● WHAT YOU SHOULD DO:
Begin at the line of the records that contains "Please trace the outline of every instance of the plain" and stop after the line that contains "POLYGON ((174 68, 159". Reproduce only those lines, requests included, multiplying every coordinate in the answers by 1.45 and rounding to whole numbers with halves rounded up, while leaving all numbers in the requests unchanged.
**** RECORDS ****
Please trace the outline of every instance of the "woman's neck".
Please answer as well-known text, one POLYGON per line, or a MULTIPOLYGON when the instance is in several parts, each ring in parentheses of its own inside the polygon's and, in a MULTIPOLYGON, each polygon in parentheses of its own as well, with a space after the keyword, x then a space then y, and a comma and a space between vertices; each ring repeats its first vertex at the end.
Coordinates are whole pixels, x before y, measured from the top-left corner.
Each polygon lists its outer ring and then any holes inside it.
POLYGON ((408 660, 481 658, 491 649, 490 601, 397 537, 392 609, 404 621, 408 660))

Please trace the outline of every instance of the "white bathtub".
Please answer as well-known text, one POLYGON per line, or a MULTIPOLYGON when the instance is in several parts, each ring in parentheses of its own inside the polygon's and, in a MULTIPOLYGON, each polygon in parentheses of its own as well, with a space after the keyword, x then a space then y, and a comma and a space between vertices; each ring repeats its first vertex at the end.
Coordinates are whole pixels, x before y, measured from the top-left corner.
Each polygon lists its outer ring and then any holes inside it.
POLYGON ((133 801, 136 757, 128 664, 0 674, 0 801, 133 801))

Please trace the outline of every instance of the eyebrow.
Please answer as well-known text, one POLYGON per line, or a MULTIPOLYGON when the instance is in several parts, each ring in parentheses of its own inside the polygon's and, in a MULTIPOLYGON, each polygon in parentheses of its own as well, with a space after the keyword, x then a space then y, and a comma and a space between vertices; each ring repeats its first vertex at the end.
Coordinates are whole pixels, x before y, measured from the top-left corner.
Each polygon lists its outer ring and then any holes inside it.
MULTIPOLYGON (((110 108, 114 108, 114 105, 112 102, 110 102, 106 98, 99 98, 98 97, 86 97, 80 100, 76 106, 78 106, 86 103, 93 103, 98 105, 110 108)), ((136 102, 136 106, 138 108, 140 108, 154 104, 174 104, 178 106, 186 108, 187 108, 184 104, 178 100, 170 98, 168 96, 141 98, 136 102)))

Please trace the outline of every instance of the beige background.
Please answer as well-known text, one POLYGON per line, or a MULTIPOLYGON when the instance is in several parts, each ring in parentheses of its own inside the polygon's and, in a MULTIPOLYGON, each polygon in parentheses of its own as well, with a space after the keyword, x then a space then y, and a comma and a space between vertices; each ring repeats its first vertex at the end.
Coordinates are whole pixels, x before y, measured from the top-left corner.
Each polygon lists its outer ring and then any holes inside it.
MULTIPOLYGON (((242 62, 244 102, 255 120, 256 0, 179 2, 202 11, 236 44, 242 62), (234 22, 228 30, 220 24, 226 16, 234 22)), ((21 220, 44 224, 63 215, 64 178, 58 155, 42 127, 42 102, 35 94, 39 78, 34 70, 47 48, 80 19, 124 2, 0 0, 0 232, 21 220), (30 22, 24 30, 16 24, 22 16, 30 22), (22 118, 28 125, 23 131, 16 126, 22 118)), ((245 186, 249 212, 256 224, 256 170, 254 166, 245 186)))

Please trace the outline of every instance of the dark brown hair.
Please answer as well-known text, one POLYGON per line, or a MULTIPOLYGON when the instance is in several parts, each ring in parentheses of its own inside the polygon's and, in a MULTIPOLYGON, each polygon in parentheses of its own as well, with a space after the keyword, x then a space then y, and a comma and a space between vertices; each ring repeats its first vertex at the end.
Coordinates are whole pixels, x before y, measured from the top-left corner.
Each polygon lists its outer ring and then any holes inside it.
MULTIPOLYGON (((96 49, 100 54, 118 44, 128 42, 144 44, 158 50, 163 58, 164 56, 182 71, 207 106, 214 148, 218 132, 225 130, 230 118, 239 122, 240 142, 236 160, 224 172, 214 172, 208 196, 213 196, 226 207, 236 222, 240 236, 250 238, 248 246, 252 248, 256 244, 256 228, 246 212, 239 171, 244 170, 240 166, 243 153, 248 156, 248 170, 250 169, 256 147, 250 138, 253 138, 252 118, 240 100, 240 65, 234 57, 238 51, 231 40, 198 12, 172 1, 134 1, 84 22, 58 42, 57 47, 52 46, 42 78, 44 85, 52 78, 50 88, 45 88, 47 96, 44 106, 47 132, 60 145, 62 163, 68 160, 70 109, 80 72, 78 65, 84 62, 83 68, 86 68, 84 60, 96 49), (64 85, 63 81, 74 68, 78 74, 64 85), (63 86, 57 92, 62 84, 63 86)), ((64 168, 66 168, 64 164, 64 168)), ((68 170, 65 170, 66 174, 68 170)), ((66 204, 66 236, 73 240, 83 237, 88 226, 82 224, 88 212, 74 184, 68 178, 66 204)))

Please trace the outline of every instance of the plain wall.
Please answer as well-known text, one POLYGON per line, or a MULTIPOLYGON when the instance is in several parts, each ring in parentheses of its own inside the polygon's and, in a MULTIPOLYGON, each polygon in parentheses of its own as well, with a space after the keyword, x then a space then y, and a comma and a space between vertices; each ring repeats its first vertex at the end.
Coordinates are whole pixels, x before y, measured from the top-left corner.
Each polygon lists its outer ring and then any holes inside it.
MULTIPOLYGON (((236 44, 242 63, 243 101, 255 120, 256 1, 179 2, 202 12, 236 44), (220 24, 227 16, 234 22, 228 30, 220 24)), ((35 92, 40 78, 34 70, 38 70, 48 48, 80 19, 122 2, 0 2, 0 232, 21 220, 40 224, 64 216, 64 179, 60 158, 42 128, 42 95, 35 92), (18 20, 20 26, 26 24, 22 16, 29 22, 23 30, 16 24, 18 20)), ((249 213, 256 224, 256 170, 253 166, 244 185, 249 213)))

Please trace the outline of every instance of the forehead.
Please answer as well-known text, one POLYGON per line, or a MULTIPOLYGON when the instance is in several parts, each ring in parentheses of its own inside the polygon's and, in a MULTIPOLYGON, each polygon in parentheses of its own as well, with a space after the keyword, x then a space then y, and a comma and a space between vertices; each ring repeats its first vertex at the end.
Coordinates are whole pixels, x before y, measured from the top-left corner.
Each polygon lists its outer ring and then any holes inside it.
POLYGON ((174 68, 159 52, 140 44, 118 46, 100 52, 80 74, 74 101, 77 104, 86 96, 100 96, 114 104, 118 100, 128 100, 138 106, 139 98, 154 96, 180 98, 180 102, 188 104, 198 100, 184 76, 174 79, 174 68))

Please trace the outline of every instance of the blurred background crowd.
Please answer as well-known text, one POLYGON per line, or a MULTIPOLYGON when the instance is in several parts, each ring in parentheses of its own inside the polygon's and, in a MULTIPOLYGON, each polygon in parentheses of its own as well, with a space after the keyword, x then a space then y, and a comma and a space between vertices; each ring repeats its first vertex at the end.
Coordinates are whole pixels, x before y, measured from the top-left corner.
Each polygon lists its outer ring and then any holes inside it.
****
● ANSWER TO THIS EXERCISE:
Please trace the outline of every instance of the plain wall.
Please answer as well-known text, one POLYGON per line, or a MULTIPOLYGON when the instance is in several parts, each ring in parentheses of its own inside the polygon's and, in a MULTIPOLYGON, each polygon in parentheses of its own as well, with a space after the keyword, x then a space then y, and a comma and a space between vertices; each ring repeats its first vertex at the end.
Coordinates are whole pixels, x before y, measured from the top-left corner.
Each polygon lists its outer ring and then any holes inside it.
MULTIPOLYGON (((342 64, 351 91, 352 146, 370 174, 371 1, 260 3, 293 17, 342 64), (319 35, 329 23, 339 32, 331 44, 319 35)), ((51 133, 58 113, 49 102, 55 102, 70 70, 116 28, 177 3, 0 3, 0 336, 30 319, 58 325, 93 313, 93 260, 87 229, 61 186, 61 138, 51 133), (26 29, 29 38, 38 35, 32 23, 42 32, 33 44, 23 35, 26 29)), ((361 309, 371 325, 371 247, 367 241, 354 268, 361 309)))

Please trace the outline of every instance of the forehead.
Please answer as well-known text, one POLYGON per line, or a MULTIPOLYGON when the instance is in several parts, each ring in parentheses of its own inside the polygon's and, in a MULTIPOLYGON, each polygon in parentheses of its own as well, with a space after the keyword, x then a space then y, and a comma and a space between vertices; each ring repeats its first vertex at the end.
Coordinates are whole pixels, x before y, measured from the top-left corner.
Each polygon lists its outer ring and then any holes inside it.
POLYGON ((252 99, 231 75, 203 64, 171 67, 145 75, 116 107, 107 146, 112 151, 125 139, 145 139, 165 151, 171 145, 186 145, 200 154, 202 142, 223 139, 261 142, 261 148, 273 151, 287 145, 267 110, 252 115, 252 99))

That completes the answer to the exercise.